**EXERCISE TASK**
Rewrite the stretch from the line containing "trace the outline of every instance of the duck's" through the end of the material, switching every "top-left corner" to "upper-left corner" and changing nothing else.

**Region labeling material**
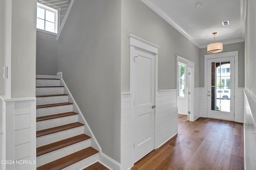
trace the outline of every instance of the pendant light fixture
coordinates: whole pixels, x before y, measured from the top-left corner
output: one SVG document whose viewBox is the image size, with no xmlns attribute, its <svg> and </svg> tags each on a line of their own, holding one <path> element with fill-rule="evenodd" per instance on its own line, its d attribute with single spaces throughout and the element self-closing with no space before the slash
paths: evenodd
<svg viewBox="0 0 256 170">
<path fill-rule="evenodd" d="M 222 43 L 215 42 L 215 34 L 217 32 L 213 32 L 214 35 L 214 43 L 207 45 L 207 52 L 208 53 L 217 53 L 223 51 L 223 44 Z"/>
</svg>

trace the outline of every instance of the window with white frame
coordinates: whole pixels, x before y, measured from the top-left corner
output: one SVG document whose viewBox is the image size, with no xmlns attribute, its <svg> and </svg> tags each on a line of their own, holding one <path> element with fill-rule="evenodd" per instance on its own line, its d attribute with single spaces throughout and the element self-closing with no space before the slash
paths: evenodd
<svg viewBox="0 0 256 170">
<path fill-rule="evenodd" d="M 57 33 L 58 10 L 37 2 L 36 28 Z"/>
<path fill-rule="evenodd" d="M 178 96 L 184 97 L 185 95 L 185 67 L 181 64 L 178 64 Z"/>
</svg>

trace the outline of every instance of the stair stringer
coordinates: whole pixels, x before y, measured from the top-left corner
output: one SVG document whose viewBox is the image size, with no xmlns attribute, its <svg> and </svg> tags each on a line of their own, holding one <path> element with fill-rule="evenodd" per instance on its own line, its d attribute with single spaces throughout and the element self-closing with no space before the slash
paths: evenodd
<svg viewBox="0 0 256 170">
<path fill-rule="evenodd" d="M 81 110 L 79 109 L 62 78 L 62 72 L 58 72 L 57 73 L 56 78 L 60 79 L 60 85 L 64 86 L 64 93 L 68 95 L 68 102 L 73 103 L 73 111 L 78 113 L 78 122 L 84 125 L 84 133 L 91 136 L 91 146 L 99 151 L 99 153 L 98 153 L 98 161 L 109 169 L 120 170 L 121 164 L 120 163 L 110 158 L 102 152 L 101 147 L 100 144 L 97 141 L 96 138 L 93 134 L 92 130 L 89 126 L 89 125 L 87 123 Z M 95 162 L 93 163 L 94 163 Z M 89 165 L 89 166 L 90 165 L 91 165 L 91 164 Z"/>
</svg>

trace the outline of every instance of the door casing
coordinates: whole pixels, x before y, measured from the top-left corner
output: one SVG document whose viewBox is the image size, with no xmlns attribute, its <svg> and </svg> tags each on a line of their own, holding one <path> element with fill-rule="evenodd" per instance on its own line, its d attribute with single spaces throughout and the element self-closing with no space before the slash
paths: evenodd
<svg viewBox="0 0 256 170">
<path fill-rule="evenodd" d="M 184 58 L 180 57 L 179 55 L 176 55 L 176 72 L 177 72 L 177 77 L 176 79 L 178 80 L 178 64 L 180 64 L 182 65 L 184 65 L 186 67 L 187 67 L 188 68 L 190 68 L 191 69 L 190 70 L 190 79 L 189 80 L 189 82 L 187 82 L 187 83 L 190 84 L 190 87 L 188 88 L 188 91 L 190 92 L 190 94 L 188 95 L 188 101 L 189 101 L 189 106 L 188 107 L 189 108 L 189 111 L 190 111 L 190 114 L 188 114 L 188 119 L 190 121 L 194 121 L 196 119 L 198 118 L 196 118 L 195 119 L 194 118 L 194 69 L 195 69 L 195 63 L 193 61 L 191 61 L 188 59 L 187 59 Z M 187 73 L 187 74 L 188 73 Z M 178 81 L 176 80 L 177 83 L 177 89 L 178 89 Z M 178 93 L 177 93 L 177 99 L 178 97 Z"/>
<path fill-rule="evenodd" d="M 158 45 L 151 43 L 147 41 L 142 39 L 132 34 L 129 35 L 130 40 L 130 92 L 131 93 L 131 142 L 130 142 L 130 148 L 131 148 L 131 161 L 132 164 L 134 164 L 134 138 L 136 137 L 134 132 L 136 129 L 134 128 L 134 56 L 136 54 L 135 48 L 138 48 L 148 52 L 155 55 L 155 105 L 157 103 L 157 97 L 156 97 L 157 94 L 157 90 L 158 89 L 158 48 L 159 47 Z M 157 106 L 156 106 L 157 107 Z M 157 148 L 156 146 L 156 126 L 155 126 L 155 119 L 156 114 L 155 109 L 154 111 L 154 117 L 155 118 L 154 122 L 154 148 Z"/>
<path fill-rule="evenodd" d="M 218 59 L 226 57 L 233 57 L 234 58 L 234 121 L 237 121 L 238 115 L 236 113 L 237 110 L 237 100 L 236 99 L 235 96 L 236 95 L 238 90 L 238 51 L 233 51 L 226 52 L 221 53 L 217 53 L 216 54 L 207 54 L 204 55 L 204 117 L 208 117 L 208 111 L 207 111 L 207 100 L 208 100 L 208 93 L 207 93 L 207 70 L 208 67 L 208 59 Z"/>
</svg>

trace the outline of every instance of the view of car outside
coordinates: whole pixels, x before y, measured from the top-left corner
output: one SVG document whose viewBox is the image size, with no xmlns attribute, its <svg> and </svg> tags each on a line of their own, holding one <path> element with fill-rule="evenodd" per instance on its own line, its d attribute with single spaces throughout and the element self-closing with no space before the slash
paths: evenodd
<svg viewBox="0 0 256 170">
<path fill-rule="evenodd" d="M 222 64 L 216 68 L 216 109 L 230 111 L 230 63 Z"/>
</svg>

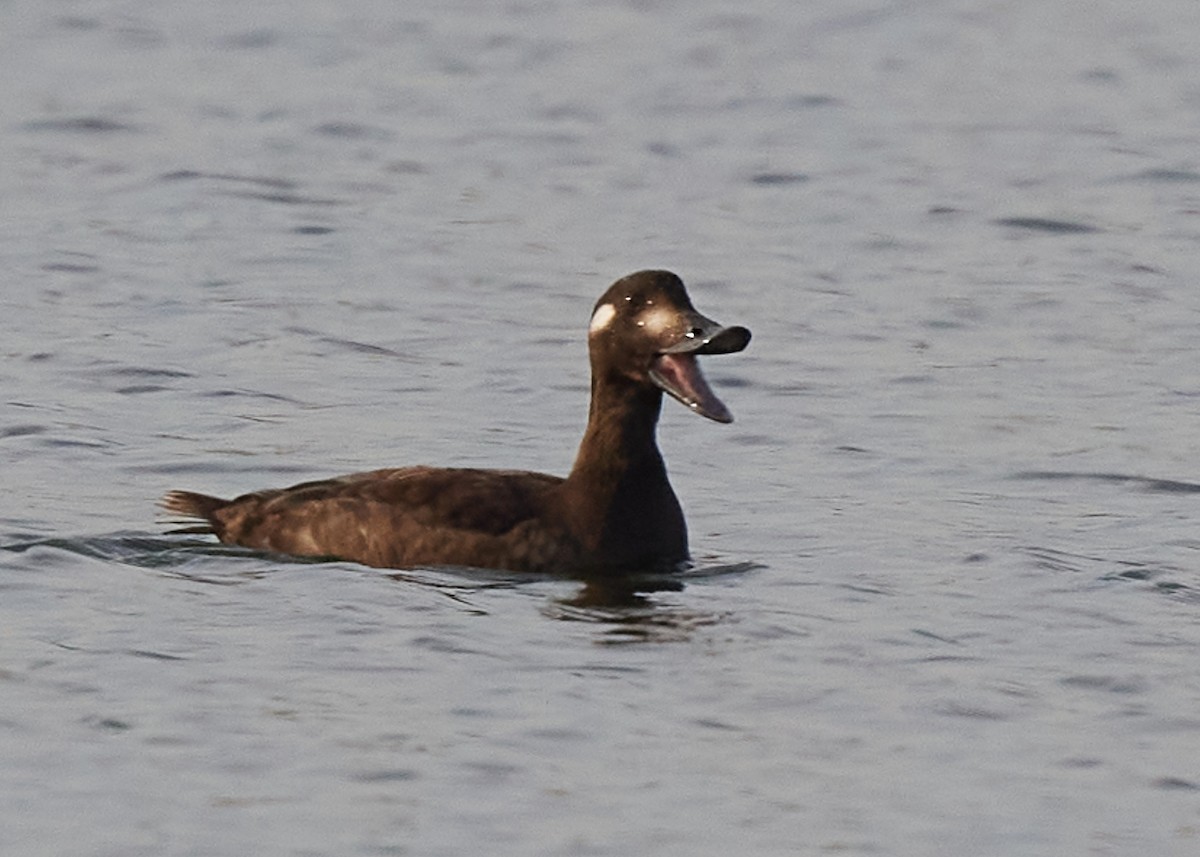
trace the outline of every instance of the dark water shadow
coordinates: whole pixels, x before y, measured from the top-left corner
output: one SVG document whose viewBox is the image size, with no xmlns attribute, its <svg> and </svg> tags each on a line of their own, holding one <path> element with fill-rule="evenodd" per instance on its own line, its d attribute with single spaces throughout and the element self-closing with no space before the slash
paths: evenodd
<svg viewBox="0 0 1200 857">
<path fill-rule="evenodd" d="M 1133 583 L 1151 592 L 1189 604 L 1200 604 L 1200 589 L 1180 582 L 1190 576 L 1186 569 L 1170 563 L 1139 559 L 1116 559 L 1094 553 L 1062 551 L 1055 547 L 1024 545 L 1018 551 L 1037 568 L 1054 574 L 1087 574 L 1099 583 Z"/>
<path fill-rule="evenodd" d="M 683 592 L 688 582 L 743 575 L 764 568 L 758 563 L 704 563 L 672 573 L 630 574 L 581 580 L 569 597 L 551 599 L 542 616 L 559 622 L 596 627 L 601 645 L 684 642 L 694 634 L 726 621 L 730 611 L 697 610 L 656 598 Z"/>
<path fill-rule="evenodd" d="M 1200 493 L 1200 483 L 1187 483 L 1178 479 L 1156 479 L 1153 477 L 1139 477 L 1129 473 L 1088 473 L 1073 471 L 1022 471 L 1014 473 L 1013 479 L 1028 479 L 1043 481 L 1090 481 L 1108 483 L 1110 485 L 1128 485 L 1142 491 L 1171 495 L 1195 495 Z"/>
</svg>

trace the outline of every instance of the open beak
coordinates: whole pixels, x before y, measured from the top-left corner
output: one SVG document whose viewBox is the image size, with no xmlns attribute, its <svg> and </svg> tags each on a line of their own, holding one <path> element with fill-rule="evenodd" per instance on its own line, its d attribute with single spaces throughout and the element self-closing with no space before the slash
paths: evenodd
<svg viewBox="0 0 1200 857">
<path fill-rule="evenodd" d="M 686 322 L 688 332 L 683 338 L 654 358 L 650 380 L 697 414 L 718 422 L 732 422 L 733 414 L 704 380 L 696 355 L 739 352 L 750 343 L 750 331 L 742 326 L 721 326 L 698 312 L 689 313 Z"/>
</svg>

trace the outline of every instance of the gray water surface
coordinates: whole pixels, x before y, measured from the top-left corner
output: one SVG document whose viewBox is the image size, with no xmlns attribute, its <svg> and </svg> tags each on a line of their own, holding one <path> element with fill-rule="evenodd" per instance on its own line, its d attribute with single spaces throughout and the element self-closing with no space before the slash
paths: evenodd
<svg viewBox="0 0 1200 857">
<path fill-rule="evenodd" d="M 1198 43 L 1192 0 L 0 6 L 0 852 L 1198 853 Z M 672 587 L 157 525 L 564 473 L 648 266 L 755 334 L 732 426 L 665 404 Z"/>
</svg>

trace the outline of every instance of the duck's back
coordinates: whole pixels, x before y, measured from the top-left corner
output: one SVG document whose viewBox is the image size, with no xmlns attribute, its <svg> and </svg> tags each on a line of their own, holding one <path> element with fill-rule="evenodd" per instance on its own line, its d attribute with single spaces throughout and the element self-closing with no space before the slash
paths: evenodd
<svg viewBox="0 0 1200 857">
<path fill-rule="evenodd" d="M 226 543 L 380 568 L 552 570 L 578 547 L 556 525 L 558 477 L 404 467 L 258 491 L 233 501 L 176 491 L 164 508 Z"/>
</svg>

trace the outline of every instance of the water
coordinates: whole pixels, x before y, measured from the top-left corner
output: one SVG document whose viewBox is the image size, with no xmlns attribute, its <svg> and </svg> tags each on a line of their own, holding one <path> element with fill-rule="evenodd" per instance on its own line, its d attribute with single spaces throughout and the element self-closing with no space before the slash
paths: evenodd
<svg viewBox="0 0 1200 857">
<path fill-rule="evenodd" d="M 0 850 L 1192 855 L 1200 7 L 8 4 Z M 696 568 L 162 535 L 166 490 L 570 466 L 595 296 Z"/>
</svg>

**SOLUTION FOR THIS EXERCISE**
trace the outline of every instance of the duck's back
coordinates: whole pixels, x before y, measured from the upper-left corner
output: one SVG document whose viewBox is the image size, with no xmlns attribute, its <svg> and </svg> tags each on a line of their own, holding one <path> element with fill-rule="evenodd" per instance on its own line, its d attribute with single spaces throughout and the element self-closing with no space before the slash
paths: evenodd
<svg viewBox="0 0 1200 857">
<path fill-rule="evenodd" d="M 226 543 L 380 568 L 552 570 L 578 547 L 556 525 L 558 477 L 404 467 L 258 491 L 233 501 L 176 491 L 164 508 Z"/>
</svg>

trace the outline of every instance of the water
coordinates: whole pixels, x before y, measured from the upper-left corner
output: one SVG document whose viewBox is the image size, with no xmlns attribute, its <svg> and </svg> tags each on a line of their own, holding one <path> element with fill-rule="evenodd" per instance on its own line, its d attribute with single spaces throughout and the element self-closing with no space before the slash
paths: evenodd
<svg viewBox="0 0 1200 857">
<path fill-rule="evenodd" d="M 0 850 L 1192 855 L 1200 7 L 8 4 Z M 696 568 L 162 535 L 166 490 L 570 466 L 595 296 Z"/>
</svg>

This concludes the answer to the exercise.